Records from a collection:
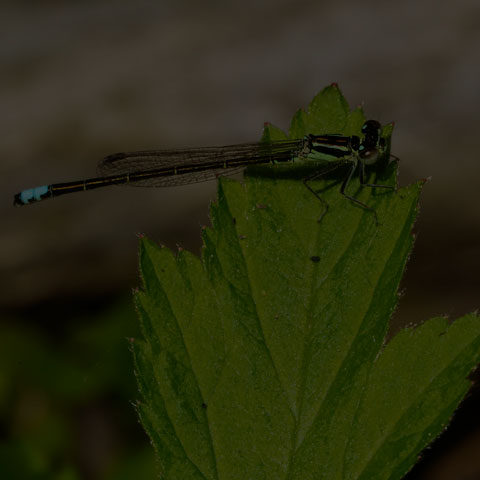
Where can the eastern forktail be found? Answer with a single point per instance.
(164, 168)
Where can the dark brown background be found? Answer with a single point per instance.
(84, 79)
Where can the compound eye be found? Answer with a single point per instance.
(368, 155)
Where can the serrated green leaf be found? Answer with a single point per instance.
(265, 359)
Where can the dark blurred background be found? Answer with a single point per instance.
(80, 80)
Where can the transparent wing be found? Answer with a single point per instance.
(198, 164)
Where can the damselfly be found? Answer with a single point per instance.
(164, 168)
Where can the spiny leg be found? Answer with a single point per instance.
(313, 176)
(345, 183)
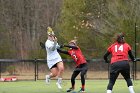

**Given instruction**
Copy all of the material above word for word, leaving out the pictures.

**Solution for this task**
Where can the eastern forktail be found? Answer with a single point per instance.
(164, 168)
Where can the dark brown background be found? Answer with a single point per instance.
(84, 79)
Where can the compound eye be found? Answer with a single point per instance.
(368, 155)
Where can the serrated green leaf be found? Answer with a single point per instance.
(265, 359)
Where can the dark blurred background be found? Answer with a single point per instance.
(80, 80)
Where can the transparent wing be found? Answer with a single point per instance.
(198, 164)
Where can the damselfly be found? Answer with a single point per instance.
(164, 168)
Where can the spiny leg be found? Answer with a single point per instance.
(313, 176)
(345, 183)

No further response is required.